#### [PROBLEM 1]
Reproduce the part of the Husqvarna forum thread that begins at the words "## amicks (Sep" and stops after "it's a challenge.".
#### [PROBLEM 2]
Write the next part of the Husqvarna tractor thread, picking up after its final post.

#### [PASSAGE]
# New Husqvarna section



## Chris (Sep 15, 2003)

Was at Lowe's tonight and saw a bunch of these fabulous GT machines --- cannot believe that I didn't have a section just for these units... Is it just me or did the GT2548 model look extremely similar to the GT5000 --- almost exact same layout all around --- minus the nice digital hours meter and fancy amp meter that the Husky has over the Craftsman....was selling for $2500 or so plus some kind of discount... In any case, sorry to all of your HUSQ-VARNIANs out there!

Andy


----------



## Michael (Sep 16, 2003)

Hey Andy, Thats some kind of discount on the price. The internet dealers are all around $3700.00 for the GTH2548XP if that is what you are talking about. Here's a small picture of it in the attachments.


----------



## amicks (Sep 16, 2003)

These are new models with lower pricing also available at these same prices at your local mom and pop dealers. Husqvarna is owned by Electrolux with the US AYP (American Yard Products) name being changed to Frigidare. They manufacture tractors under several brand names such as Husqvarna, Craftsman and Poulan.


----------



## memmurphy (Sep 18, 2003)

Thanks for the merger updates Amicks, like consumer electronics, unless your in the field it's hard to keep up with all the changes. And then it's a challenge.

Mark
:thumbsup:


----------



## Chris (Sep 15, 2003)

> _Originally posted by amicks _
> *These are new models with lower pricing also available at these same prices at your local mom and pop dealers. Husqvarna is owned by Electrolux with the US AYP (American Yard Products) name being changed to Frigidare. They manufacture tractors under several brand names such as Husqvarna, Craftsman and Poulan. *


Knew it had to be the same manufacturer --- same everything nearly except the dash and of course the color --- haha

Thanks for the info, Tony.

#### [STORED DATA]

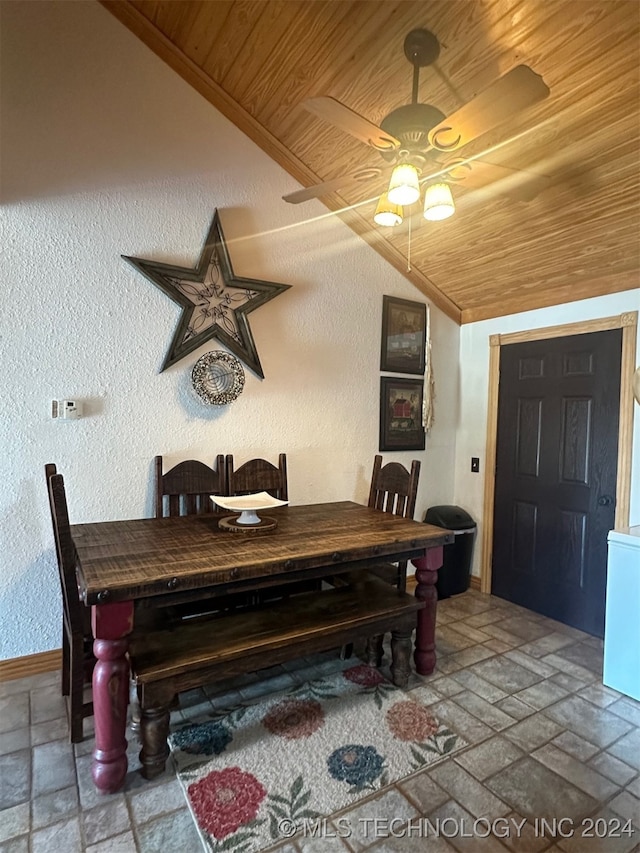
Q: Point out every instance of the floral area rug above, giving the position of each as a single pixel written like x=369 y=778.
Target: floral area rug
x=256 y=771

#### [EXERCISE ANSWER 1]
## amicks (Sep 16, 2003)

These are new models with lower pricing also available at these same prices at your local mom and pop dealers. Husqvarna is owned by Electrolux with the US AYP (American Yard Products) name being changed to Frigidare. They manufacture tractors under several brand names such as Husqvarna, Craftsman and Poulan.


----------



## memmurphy (Sep 18, 2003)

Thanks for the merger updates Amicks, like consumer electronics, unless your in the field it's hard to keep up with all the changes. And then it's a challenge.

#### [EXERCISE ANSWER 2]
Andy


----------



## Argee (Sep 17, 2003)

They'll probably introduce the newest addition next week.Craftspoulavarna :lmao:


----------



## Michael (Sep 16, 2003)

Argee I am surprised you did not misspell it Crapspoulavarna eace:


----------



## johndeere (Sep 17, 2003)

So if I read this correct the Husqvarna line of LGT,s will be available at Lowes for 2004?


----------



## Chris (Sep 15, 2003)

They are available right now at my Lowe's stores here in LA....

Andy


----------



## Michael (Sep 16, 2003)

Hey Andy, Thats a quick ignoring of the slings tonight. I sense I will being going to Disney real quick (oh no here comes my grandson) See yea..........


----------



## Chris (Sep 15, 2003)

Naaah....No slings!!! And remember this is home of the official "No Disney visits ever" ---- 

:cheers:

Andy


----------



## Chris (Sep 15, 2003)

> _Originally posted by Michael _
> *Hey Andy, Thats some kind of discount on the price. The internet dealers are all around $3700.00 for the GTH2548XP if that is what you are talking about. Here's a small picture of it in the attachments. *


Yep that is the one I saw there.... strange...why $3700??? It is the same as GT5000 minus the dash and couple gauges.....

strange

Andy


----------



## Michael (Sep 16, 2003)

Back from Disneyland with the grandson. 

I do not know why it is so expensive from the internet search I did on Yahoo but that is the average price. One dealer was saying list $4700.00 and the DISCOUNT PRICE was $3700.00 I think there's one born every second and they are hard at work to separate so folks from their money quickly.


----------



## Argee (Sep 17, 2003)

Boy, that does look like the GT5000...What does it have on it that justifys the additional $1500?


----------



## Chris (Sep 15, 2003)

From what I saw the only obvious difference was the digital hour meter gauge, digital ammeter and orange paint.... could be wrong...but unless digital meters have gotten REALLY expensive, I dont get it.


----------



## Michael (Sep 16, 2003)

Argee, I do not know why the high price. Today I was sort of putting around and I was in the Northern Tools website and they are advertising the tractor for $2495.00. All I can guess is these dealers see a sucker a mile a way. After all its a HUSQVARNA!!!
Betcha in a month or so they will come down to the new pricing and go along and annouce a really big sale on these new tractors.


----------



## Argee (Sep 17, 2003)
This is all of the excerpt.